Written task
In the listing below, locate the line containing "Target = towering rock formation"; reproduce that line and all lines that follow it, unchanged.
START Exercise materials
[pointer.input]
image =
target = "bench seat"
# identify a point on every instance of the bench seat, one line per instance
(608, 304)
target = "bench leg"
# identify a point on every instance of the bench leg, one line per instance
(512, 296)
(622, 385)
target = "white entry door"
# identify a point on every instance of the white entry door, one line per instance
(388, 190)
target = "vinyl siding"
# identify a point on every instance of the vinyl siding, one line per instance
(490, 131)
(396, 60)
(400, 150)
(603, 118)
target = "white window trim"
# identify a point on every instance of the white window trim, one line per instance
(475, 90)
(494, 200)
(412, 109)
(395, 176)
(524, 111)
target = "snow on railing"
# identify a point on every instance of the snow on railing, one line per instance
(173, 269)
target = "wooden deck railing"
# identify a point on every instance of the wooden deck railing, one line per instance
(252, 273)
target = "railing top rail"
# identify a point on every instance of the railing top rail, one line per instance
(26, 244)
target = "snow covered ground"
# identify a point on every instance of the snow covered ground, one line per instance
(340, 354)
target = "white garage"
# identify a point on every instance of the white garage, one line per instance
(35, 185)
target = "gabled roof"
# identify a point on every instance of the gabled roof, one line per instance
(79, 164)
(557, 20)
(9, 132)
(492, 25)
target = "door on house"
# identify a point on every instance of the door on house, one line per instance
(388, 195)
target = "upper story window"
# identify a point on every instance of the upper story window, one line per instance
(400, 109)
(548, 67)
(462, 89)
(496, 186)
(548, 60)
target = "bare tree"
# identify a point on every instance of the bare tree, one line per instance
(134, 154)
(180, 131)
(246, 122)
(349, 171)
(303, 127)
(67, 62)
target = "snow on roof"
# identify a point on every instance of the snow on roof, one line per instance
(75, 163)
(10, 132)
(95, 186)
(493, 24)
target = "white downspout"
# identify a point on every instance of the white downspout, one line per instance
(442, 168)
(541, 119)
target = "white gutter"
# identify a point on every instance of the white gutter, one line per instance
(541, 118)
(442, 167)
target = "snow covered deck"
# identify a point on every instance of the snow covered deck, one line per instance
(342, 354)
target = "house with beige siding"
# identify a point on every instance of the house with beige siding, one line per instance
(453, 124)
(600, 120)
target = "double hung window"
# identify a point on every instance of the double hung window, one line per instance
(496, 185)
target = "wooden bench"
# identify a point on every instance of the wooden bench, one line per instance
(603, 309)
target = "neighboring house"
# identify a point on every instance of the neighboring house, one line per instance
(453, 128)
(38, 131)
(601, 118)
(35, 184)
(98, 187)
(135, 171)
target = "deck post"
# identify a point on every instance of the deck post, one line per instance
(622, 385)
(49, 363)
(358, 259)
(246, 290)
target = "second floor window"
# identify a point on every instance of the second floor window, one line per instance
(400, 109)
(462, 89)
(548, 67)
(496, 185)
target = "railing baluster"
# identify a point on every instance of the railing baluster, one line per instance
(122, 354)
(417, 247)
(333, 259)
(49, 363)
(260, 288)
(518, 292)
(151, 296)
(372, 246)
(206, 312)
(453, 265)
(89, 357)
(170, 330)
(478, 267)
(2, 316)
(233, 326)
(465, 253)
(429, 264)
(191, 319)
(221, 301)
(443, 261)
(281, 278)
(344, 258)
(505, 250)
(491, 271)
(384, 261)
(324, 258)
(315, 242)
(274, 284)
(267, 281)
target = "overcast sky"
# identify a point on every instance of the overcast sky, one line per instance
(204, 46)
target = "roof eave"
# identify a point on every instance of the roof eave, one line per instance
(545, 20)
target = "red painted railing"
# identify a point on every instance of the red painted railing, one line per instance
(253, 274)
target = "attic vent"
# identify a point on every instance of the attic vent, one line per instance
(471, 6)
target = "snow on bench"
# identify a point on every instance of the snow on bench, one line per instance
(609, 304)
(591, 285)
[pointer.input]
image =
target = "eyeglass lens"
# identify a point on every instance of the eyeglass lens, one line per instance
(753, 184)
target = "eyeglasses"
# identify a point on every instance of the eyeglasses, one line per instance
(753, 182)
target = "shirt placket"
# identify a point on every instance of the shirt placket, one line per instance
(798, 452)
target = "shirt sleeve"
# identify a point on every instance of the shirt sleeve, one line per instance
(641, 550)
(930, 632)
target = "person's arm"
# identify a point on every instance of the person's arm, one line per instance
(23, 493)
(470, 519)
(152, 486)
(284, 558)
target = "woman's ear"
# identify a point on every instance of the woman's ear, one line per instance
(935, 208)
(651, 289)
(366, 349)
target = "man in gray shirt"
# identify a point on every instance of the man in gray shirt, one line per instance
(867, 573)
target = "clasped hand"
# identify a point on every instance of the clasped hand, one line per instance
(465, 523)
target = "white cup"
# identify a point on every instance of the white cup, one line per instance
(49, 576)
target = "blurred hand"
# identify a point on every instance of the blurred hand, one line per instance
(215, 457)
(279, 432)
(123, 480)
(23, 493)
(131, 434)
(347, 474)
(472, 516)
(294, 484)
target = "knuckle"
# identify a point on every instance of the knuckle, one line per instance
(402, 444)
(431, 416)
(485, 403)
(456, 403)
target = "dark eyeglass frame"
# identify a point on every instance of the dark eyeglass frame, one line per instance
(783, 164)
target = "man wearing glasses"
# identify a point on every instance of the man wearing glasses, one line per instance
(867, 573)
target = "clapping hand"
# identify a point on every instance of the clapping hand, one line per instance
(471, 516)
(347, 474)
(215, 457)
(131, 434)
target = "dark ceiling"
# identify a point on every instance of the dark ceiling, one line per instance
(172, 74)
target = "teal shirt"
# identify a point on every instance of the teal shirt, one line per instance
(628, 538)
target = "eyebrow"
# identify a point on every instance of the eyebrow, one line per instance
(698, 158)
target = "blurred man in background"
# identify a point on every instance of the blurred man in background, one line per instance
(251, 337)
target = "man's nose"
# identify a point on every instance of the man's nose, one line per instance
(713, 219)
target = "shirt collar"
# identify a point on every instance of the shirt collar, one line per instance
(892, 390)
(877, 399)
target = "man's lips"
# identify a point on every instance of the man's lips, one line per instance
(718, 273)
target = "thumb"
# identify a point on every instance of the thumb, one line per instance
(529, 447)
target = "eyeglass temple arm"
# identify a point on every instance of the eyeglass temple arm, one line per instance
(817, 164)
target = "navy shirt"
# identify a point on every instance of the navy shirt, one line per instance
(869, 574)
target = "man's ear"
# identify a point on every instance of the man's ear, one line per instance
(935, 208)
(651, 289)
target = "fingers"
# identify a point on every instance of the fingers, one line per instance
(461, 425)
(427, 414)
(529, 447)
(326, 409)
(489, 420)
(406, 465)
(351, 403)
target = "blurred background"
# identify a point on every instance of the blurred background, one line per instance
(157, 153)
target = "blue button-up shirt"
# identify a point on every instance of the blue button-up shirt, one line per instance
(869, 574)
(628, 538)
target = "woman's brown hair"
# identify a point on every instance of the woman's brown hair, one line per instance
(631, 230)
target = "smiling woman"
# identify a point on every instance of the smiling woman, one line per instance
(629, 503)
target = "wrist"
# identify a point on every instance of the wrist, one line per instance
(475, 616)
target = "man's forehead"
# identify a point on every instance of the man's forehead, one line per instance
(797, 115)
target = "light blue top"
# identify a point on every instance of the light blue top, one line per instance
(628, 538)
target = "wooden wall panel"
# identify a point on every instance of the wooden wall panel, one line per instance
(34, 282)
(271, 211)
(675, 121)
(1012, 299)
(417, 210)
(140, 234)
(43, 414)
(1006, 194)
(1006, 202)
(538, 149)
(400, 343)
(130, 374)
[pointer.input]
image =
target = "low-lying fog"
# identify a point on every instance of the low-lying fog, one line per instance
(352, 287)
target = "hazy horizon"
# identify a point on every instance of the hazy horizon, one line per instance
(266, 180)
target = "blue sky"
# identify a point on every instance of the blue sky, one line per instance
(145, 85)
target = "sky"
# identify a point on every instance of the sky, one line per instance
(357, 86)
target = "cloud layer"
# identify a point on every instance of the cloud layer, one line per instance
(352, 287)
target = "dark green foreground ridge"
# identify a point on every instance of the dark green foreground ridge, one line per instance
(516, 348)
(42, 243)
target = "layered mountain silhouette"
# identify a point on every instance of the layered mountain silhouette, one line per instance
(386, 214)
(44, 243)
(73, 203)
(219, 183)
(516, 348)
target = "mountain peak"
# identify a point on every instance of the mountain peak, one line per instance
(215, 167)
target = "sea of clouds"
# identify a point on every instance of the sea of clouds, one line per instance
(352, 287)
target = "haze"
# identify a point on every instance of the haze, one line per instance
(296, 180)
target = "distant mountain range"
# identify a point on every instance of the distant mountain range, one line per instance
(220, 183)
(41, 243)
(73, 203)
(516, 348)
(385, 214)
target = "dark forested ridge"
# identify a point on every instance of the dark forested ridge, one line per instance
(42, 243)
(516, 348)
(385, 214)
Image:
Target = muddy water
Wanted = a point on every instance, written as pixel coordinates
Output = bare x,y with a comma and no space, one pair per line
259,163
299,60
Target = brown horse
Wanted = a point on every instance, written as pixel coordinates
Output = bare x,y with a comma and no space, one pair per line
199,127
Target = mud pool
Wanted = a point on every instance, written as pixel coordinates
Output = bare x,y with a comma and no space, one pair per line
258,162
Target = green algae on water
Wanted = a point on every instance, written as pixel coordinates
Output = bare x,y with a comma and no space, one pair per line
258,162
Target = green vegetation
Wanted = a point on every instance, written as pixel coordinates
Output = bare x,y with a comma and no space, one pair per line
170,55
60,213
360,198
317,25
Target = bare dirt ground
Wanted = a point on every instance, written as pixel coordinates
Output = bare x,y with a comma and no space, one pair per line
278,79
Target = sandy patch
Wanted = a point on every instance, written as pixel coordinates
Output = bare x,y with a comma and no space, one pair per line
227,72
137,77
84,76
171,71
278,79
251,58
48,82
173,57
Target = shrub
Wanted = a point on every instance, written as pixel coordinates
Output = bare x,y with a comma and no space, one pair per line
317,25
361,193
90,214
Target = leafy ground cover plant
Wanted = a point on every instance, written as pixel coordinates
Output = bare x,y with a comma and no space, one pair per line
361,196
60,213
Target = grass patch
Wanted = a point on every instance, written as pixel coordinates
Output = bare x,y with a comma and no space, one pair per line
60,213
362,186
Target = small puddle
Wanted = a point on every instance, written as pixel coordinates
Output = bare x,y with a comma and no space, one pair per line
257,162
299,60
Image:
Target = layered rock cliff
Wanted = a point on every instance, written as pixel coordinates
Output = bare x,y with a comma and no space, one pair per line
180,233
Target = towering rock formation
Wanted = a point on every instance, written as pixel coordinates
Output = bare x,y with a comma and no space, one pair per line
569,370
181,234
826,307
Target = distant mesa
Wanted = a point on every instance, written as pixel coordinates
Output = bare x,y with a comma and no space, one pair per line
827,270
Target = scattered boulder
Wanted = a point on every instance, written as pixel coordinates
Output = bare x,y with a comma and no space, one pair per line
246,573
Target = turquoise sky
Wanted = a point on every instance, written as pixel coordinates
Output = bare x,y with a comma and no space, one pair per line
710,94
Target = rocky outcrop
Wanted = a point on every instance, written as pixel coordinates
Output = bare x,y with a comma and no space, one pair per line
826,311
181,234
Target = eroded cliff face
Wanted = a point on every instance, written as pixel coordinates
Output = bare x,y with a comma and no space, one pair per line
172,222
END Exercise materials
Problem solution
Target = towering rock formation
Wanted = a point on every instance, written as pixel coordinates
Output = bare x,y with a comma and no space, one pair per line
569,370
181,234
826,307
Target = distant mesa
Wanted = a point on every instance, written as pixel coordinates
Output = bare x,y with a comma and no space, one pair per line
827,270
Target = scattered boulder
Wanted = a point on every instance, written as pixel coordinates
Output = bare x,y with a comma and no space, one pair per line
246,573
Target = turquoise sky
Wanted = a point on every instance, written as pixel coordinates
Output = bare x,y with a comma and no space, one pair per line
710,94
Target = rocky outcrop
Wanted = a point on every instance, written as pixel coordinates
Output = bare x,y with a comma and no space, one pair per line
826,311
181,234
Target = eroded cliff face
Wanted = a point on every instance, written as pixel coordinates
Output = bare x,y with a comma and no space, one pair per line
172,222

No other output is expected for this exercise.